__About this task__
Please continue the text headed "What is AI?" from its final sentence onward.

----- Extract provided -----

What is AI?
AI, or artificial intelligence, is the ability of machines to imitate facets of human intelligence. Though many think that AI is a very recent phenomenon, the official beginning of AI came in the form of a summer program at US Ivy League university Dartmouth College in 1955, with the hypothesis that:
‘every aspect of learning or any other feature of intelligence can in principle be so precisely described that a machine can be made to simulate it’.
Professor Stuart Russell, a pioneer in human-compatible AI, identifies the following key aspects of AI models: (1) the ability to choose an action ‘by looking ahead and considering the outcomes of different possible action sequences’; (2) the ability to carry out logical reasoning based on definite knowledge; and (3) the ability to learn from examples.

----- Source material -----

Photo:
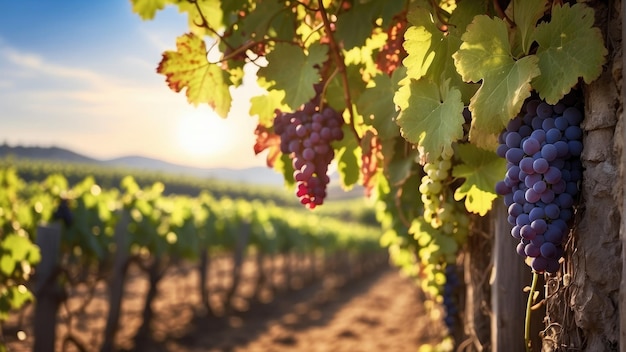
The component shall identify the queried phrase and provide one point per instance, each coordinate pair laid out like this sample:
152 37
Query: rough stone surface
587 310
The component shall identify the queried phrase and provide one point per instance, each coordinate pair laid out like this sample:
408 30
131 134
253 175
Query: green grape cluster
441 211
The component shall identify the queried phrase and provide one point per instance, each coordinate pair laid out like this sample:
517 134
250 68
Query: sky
82 75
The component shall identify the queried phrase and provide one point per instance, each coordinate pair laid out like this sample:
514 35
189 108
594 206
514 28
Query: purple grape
561 123
527 232
526 165
539 264
540 226
514 155
539 135
544 110
540 165
532 250
573 132
513 140
531 146
548 250
536 213
575 147
552 211
553 135
548 152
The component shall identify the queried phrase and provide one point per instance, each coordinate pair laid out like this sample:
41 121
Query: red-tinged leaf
188 68
267 140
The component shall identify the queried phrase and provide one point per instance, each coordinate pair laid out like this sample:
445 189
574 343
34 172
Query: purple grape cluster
542 147
306 136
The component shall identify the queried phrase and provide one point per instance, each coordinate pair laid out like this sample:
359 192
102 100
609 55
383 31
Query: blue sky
81 75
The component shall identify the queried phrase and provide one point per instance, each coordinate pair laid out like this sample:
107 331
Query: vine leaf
481 170
526 13
569 47
289 69
348 156
209 10
269 18
147 9
485 55
188 68
264 106
428 118
430 51
376 104
355 25
423 43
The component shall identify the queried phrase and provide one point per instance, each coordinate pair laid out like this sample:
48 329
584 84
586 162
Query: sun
202 133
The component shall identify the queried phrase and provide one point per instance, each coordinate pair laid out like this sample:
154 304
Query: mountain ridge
251 175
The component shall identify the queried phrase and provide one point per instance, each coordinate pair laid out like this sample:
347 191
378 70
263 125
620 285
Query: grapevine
542 147
405 77
306 136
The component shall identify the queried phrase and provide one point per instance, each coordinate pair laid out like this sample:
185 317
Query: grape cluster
449 297
440 209
542 148
306 135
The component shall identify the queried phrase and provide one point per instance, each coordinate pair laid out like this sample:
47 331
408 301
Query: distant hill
45 153
254 175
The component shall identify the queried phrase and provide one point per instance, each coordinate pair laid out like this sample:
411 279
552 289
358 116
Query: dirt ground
380 311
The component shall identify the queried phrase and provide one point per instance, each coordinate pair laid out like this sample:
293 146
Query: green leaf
19 246
289 69
423 43
264 106
377 107
428 118
486 55
199 11
7 265
147 9
481 169
526 13
569 48
334 93
188 68
355 25
270 18
464 13
430 51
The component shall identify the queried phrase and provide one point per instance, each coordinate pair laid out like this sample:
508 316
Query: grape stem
341 66
529 305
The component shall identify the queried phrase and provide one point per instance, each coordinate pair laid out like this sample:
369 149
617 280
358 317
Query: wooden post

-----

__Exercise result__
Generative AI is a specific type of AI technology which can produce content; this content can take numerous forms, but the most well-known is perhaps natural language – i.e. speech and text. Generative language models work by identifying patterns in language in so-called ‘training data’; then, given some text, they can use these patterns to predict what would come next (for example, predicting the next word in a given sequence of text).
Typically trained on massive amounts of data, these models can become extremely powerful – one common example is ChatGPT (Chat Generative Pre-trained Transformer), a text-to-text generative language model that can create virtually any new text-based content based on what it has learned from existing content (the data it has been trained on).